* Texto seleccionado:
Los candidatos políticos gastan millones por una gubernatura, diputación o senaduría y ni así logran abatir los elevados niveles de abstencionismo. Así, es lógico apostar a que será mínima la participación ciudadana en el proceso judicial, en buena medida porque muy pocos saben que existen los candidatos.

Abatir la simulación debería ser el reto del sistema electoral, tanto para elegir titulares del Ejecutivo como del Legislativo y ahora del Judicial, pues mientras las normas no se apeguen a la realidad natural, nadie podrá impedir el quebranto de las mismas.

Desde luego, los principios éticos de los litigantes y juzgadores deberían prevalecer por sobre todas las cosas en un proceso de elección, pero las leyes naturales -como la que establece que mientras haya demanda de algo, legal o ilegal, siempre habrá quién lo oferte- rebasan hasta las conciencias más puras, sobre todo en escenarios extremos como los actuales.

Atender la exigencia de una justicia más clara, transparente, efectiva y de calidad, debe pasar, forzosamente, por los procesos de elección de los juzgadores, pero si estos son forzados a caer en la ilegalidad incluso antes de llegar al cargo, ¿qué puede esperarse de sus sentencias en el futuro?

* Datos registrados:
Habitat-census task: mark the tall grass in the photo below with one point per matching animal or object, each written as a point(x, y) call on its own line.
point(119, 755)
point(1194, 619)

* Consigna:
Repite sin cambios todo lo que va desde "Los candidatos políticos" hasta "existen los candidatos." en el texto sobre la elección de juzgadores.

* Respuesta final:
Los candidatos políticos gastan millones por una gubernatura, diputación o senaduría y ni así logran abatir los elevados niveles de abstencionismo. Así, es lógico apostar a que será mínima la participación ciudadana en el proceso judicial, en buena medida porque muy pocos saben que existen los candidatos.